* WHAT YOU NEED TO DO *
Transcribe, with complete accuracy, all of the entries below except for the pictures.

* DATA *
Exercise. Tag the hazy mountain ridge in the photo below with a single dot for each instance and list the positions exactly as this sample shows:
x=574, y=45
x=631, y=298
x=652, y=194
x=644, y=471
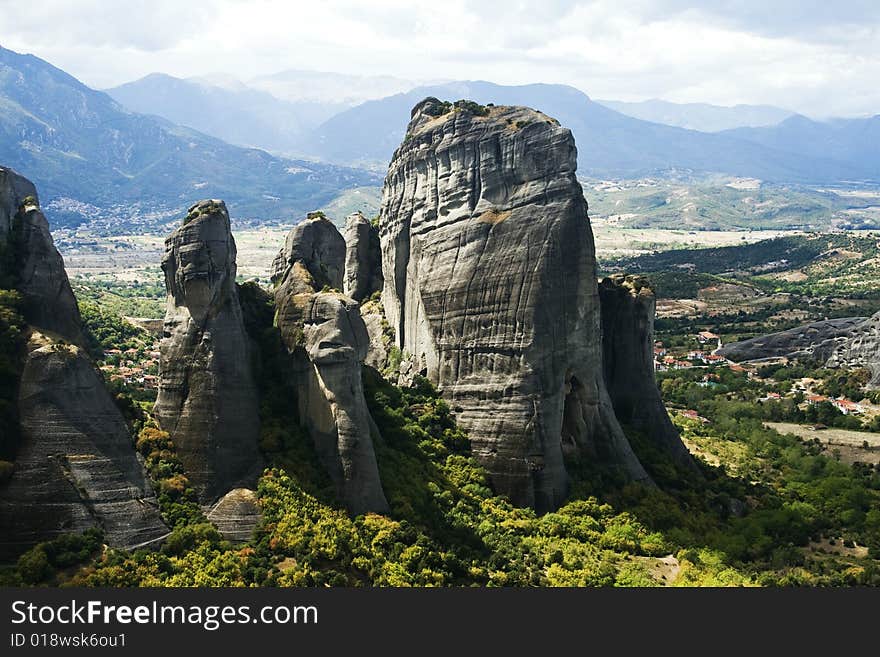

* COMPLETED TASK *
Exercise. Tag the hazy mountain ridge in the photo below with a single dot for each instance and list the positions exactly as this sample shows:
x=574, y=45
x=631, y=298
x=652, y=194
x=644, y=471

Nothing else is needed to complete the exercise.